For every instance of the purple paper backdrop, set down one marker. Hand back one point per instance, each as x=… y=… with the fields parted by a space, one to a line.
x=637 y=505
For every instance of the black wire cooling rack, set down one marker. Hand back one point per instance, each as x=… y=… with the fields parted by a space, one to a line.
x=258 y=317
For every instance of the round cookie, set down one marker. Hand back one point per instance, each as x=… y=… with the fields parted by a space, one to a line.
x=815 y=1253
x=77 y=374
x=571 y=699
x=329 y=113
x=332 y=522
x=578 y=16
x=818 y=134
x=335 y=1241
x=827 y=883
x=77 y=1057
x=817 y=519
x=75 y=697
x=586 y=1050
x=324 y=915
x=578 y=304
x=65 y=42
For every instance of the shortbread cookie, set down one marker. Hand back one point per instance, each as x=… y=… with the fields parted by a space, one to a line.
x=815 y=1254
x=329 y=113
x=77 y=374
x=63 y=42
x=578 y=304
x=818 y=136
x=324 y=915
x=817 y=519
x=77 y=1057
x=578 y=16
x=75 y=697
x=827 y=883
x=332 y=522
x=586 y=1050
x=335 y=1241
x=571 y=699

--- WHAT NEEDS TO BE DONE ---
Retype, word for word, the part of the items that opens with the line containing "For every instance of the round" and runs through the final line of the items.

--- RESULT OF THE EXERCISE ---
For every instance of the round cookie, set down one marker. Hand back one point per instance, each as x=… y=… with the fields parted by a space, one to a line.
x=815 y=1253
x=77 y=374
x=571 y=699
x=329 y=113
x=332 y=522
x=578 y=16
x=818 y=134
x=335 y=1241
x=827 y=883
x=77 y=1057
x=817 y=519
x=75 y=697
x=586 y=1050
x=324 y=915
x=578 y=304
x=65 y=42
For every instance of the shortbread cookie, set down one marker. Hand back one point per instance, each as x=… y=… with the fields parted by a space, one to a line.
x=815 y=1254
x=329 y=113
x=77 y=374
x=63 y=42
x=578 y=304
x=818 y=136
x=324 y=915
x=817 y=519
x=77 y=1057
x=578 y=16
x=75 y=697
x=827 y=883
x=332 y=522
x=586 y=1050
x=335 y=1241
x=571 y=699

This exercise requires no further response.